> [Objective]:
Update every record below by replacing "tagged" with "label", and write all the records out again with nothing else changed.

#### Information supplied

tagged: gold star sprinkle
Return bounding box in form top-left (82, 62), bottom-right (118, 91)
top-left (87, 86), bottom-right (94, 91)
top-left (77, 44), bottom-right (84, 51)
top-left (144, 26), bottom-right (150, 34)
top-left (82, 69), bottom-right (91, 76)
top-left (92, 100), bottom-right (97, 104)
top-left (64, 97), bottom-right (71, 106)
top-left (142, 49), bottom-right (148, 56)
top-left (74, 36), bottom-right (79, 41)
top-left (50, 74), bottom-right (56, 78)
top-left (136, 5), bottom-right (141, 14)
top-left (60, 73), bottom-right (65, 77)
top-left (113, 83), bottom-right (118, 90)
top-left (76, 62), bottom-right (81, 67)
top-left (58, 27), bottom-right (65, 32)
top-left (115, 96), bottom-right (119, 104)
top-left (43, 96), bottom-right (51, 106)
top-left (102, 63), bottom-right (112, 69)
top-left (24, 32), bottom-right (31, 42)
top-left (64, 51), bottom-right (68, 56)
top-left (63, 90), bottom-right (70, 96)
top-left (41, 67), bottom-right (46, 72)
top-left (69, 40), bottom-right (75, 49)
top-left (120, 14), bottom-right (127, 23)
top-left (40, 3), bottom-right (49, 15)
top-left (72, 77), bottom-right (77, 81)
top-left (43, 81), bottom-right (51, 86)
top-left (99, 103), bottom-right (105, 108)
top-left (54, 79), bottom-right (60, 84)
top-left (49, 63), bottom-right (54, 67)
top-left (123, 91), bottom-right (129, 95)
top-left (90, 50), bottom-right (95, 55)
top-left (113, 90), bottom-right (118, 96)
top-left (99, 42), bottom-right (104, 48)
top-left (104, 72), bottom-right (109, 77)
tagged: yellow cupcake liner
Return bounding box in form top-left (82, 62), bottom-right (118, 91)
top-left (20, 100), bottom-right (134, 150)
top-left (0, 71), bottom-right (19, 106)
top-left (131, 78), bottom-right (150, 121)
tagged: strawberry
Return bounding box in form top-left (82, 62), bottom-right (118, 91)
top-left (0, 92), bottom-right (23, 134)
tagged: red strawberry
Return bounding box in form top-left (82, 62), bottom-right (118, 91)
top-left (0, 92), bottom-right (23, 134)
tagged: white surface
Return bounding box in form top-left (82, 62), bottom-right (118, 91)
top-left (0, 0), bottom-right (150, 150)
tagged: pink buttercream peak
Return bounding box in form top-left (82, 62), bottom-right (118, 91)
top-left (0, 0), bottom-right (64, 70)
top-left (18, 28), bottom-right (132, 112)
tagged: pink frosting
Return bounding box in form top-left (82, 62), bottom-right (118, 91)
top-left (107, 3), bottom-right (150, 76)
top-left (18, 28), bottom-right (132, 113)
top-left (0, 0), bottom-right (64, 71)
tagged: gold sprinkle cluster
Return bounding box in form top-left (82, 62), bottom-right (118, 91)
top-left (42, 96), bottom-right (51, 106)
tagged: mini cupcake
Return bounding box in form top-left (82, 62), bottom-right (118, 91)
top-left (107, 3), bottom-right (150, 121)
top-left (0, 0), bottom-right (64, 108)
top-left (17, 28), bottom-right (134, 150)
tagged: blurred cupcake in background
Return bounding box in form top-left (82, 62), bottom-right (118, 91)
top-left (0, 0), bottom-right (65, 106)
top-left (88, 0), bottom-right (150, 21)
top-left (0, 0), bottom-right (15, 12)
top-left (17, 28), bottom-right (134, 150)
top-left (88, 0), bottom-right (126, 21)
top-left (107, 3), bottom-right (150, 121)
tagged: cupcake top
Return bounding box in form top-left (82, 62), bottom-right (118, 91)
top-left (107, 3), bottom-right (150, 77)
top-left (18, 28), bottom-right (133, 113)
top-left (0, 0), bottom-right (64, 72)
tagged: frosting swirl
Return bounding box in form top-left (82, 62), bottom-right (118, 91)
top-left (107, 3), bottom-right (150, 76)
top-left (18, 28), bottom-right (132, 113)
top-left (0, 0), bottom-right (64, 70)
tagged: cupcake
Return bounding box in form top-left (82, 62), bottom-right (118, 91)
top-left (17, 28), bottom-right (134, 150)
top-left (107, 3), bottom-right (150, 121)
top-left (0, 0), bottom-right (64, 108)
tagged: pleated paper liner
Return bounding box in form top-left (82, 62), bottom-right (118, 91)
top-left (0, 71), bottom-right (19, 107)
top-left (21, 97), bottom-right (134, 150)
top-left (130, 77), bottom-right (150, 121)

########

> [Completed task]:
label: gold star sprinkle
Return bounding box in form top-left (82, 62), bottom-right (118, 91)
top-left (87, 86), bottom-right (94, 91)
top-left (77, 44), bottom-right (84, 51)
top-left (144, 26), bottom-right (150, 34)
top-left (82, 69), bottom-right (91, 76)
top-left (92, 100), bottom-right (97, 104)
top-left (64, 97), bottom-right (71, 106)
top-left (142, 49), bottom-right (148, 56)
top-left (74, 36), bottom-right (79, 41)
top-left (50, 74), bottom-right (56, 78)
top-left (136, 5), bottom-right (141, 14)
top-left (60, 73), bottom-right (65, 77)
top-left (113, 83), bottom-right (118, 90)
top-left (76, 62), bottom-right (81, 67)
top-left (58, 27), bottom-right (65, 32)
top-left (115, 96), bottom-right (119, 104)
top-left (43, 96), bottom-right (51, 106)
top-left (102, 63), bottom-right (112, 69)
top-left (24, 32), bottom-right (31, 42)
top-left (64, 51), bottom-right (68, 56)
top-left (63, 90), bottom-right (70, 96)
top-left (41, 67), bottom-right (46, 72)
top-left (69, 40), bottom-right (75, 49)
top-left (120, 14), bottom-right (127, 23)
top-left (40, 3), bottom-right (49, 15)
top-left (72, 77), bottom-right (77, 81)
top-left (43, 81), bottom-right (51, 86)
top-left (99, 103), bottom-right (105, 108)
top-left (54, 79), bottom-right (60, 84)
top-left (49, 63), bottom-right (54, 67)
top-left (123, 91), bottom-right (129, 95)
top-left (90, 50), bottom-right (95, 55)
top-left (113, 90), bottom-right (118, 96)
top-left (99, 42), bottom-right (104, 48)
top-left (104, 72), bottom-right (109, 77)
label: yellow cupcake liner
Return bounding box in form top-left (82, 62), bottom-right (118, 91)
top-left (20, 100), bottom-right (134, 150)
top-left (0, 71), bottom-right (19, 106)
top-left (131, 78), bottom-right (150, 121)
label: strawberry
Return bounding box in form top-left (82, 62), bottom-right (118, 91)
top-left (0, 92), bottom-right (23, 134)
label: red strawberry
Return bounding box in form top-left (82, 62), bottom-right (118, 91)
top-left (0, 92), bottom-right (23, 134)
label: white surface
Return bounding box in form top-left (82, 62), bottom-right (118, 91)
top-left (0, 0), bottom-right (150, 150)
label: pink buttercream peak
Return bounding box in form top-left (82, 62), bottom-right (118, 91)
top-left (0, 0), bottom-right (64, 70)
top-left (18, 28), bottom-right (132, 112)
label: pink frosting
Return bounding box in form top-left (82, 62), bottom-right (118, 91)
top-left (107, 3), bottom-right (150, 76)
top-left (18, 28), bottom-right (132, 113)
top-left (0, 0), bottom-right (64, 71)
label: gold sprinkle cluster
Return bounding box in form top-left (82, 62), bottom-right (118, 91)
top-left (42, 96), bottom-right (51, 106)
label: mini cupcake
Return bounding box in form top-left (82, 62), bottom-right (118, 91)
top-left (107, 3), bottom-right (150, 121)
top-left (0, 0), bottom-right (64, 108)
top-left (17, 28), bottom-right (134, 150)
label: blurred cupcake in background
Return bounding box in form top-left (82, 62), bottom-right (118, 91)
top-left (0, 0), bottom-right (65, 106)
top-left (88, 0), bottom-right (150, 21)
top-left (0, 0), bottom-right (15, 12)
top-left (17, 28), bottom-right (134, 150)
top-left (88, 0), bottom-right (126, 21)
top-left (107, 3), bottom-right (150, 121)
label: cupcake top
Return bounding box in form top-left (82, 62), bottom-right (118, 91)
top-left (107, 3), bottom-right (150, 77)
top-left (18, 28), bottom-right (133, 113)
top-left (0, 0), bottom-right (64, 72)
label: frosting swirl
Return bounding box in form top-left (82, 62), bottom-right (118, 91)
top-left (107, 3), bottom-right (150, 76)
top-left (18, 28), bottom-right (132, 113)
top-left (0, 0), bottom-right (64, 70)
label: cupcake
Return bounding box in form top-left (82, 62), bottom-right (118, 91)
top-left (17, 28), bottom-right (134, 150)
top-left (107, 3), bottom-right (150, 121)
top-left (0, 0), bottom-right (64, 108)
label: pleated paper liner
Return bounding box in form top-left (82, 62), bottom-right (118, 91)
top-left (0, 71), bottom-right (19, 107)
top-left (21, 97), bottom-right (134, 150)
top-left (130, 77), bottom-right (150, 121)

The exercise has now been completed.